Written exercise 1: Rewrite the Chromebook thread from "that sucks. guess" down to "find and understand.", putting "action camera" in place of "GoPro".
Written exercise 2: Say whether each statement agrees with the Chromebook thread, answering yes or no and quoting the words of the thread that decide it: (a) cstem's laptop was stolen; (b) Harold expects to get rid of a desktop soon; (c) Wherewolf uses an Android ASUS Transformer tablet.

Text passage:

# Chromebook and Garmin



## cstem (Jan 13, 2006)

So I am thinking of getting a chromebook since my laptop was stolen. I am curious if I can still upload to strava from my Edge 305 via USB with one though. Searched but no luck.


----------



## Harold (Dec 23, 2003)

that's a good question. I have no idea if Garmin Communicator will work on Chrome OS. This sounds like a good question to ask Garmin.


----------



## Wherewolf (Jan 17, 2004)

*Manual upload*

It appears you can do manual uploads from some Garmin GPS units.


----------



## Harold (Dec 23, 2003)

I bet the Windows tablets will work fine. It's just those with other OSes that may be difficult. 

I would bet that if you can save a ride to the microSD card, you could then put that card into a tablet to do a manual file upload if the card shows up under the browser when you hit manual file upload.

This brings to mind how long it took Garmin to support Macs. I'm sure part of it has to do with the limitations of the OS itself. But people are starting to want to get rid of laptops and desktops for smaller devices. This is a big reason why I do not see getting rid of my desktop anytime soon. I do too much content creation that requires more processing oomph and flexibility than consumption devices allow. Even using a laptop for some of the things I do is tedious. And manipulating maps and geographic data are a big reason I won't be moving away from Windows for good, either.

So in large part, my decisions about which computing devices to purchase are largely determined by the things I do and the software I use.


----------



## Wherewolf (Jan 17, 2004)

*Yes*



NateHawk said:


> I would bet that if you can save a ride to the microSD card, you could then put that card into a tablet to do a manual file upload if the card shows up under the browser when you hit manual file upload.


My Android ASUS Transformer tablet recognizes files in the GPS memory (not the microSD card) which you can upload manually. I have to take out the micro SD card, stick it into a USB stick, and upload manually. I assume I could also put it into a SD card adapter and plug it directly into the SD slot on the keyboard.


----------



## Harold (Dec 23, 2003)

Wherewolf said:


> Nope, I spent a lot of time on this and also researched it in the Garmin forums.


that sucks. guess that will keep me off of other tablet OSes and tied into the Windows environment on just about all my devices for the forseeable future. At some point, I will be looking to replace my now-dead laptop with a tablet for travel purposes. the biggest thing it needs to be able to do is manage files from my still cameras, GoPro, and GPSes.


----------



## cstem (Jan 13, 2006)

So far from what I have read, the tablet computers (is Chromebook a tablet? I am computer dumb for sure) are not yet rated acceptable for serious photo/video editors unless using an app like Picasa. Yeah I know it is super basic, but for phone pic users like me, it works. Remember, I am still using an Edge 305. I am old school and would still use a VIC20 if I could get away with it-lol!

Also no info that is reliable about being able to use Garmin Comm on one yet. I will post what I can find and understand.

Data listing:
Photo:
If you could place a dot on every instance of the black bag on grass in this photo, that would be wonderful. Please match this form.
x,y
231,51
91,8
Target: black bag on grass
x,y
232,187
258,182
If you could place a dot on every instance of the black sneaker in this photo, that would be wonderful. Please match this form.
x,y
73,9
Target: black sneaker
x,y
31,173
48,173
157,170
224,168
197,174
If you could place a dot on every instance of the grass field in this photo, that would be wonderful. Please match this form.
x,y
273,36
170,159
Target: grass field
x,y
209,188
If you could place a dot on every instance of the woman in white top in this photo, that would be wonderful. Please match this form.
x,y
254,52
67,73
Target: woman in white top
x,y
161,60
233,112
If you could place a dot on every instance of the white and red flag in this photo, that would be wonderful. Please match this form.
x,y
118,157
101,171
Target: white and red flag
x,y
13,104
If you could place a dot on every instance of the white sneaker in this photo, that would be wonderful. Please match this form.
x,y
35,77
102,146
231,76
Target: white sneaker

Exercise solution 1:
that sucks. guess that will keep me off of other tablet OSes and tied into the Windows environment on just about all my devices for the forseeable future. At some point, I will be looking to replace my now-dead laptop with a tablet for travel purposes. the biggest thing it needs to be able to do is manage files from my still cameras, action camera, and GPSes.


----------



## cstem (Jan 13, 2006)

So far from what I have read, the tablet computers (is Chromebook a tablet? I am computer dumb for sure) are not yet rated acceptable for serious photo/video editors unless using an app like Picasa. Yeah I know it is super basic, but for phone pic users like me, it works. Remember, I am still using an Edge 305. I am old school and would still use a VIC20 if I could get away with it-lol!

Also no info that is reliable about being able to use Garmin Comm on one yet. I will post what I can find and understand.

Exercise solution 2:
(a) Yes: "since my laptop was stolen"
(b) No: "This is a big reason why I do not see getting rid of my desktop anytime soon."
(c) Yes: "My Android ASUS Transformer tablet recognizes files in the GPS memory"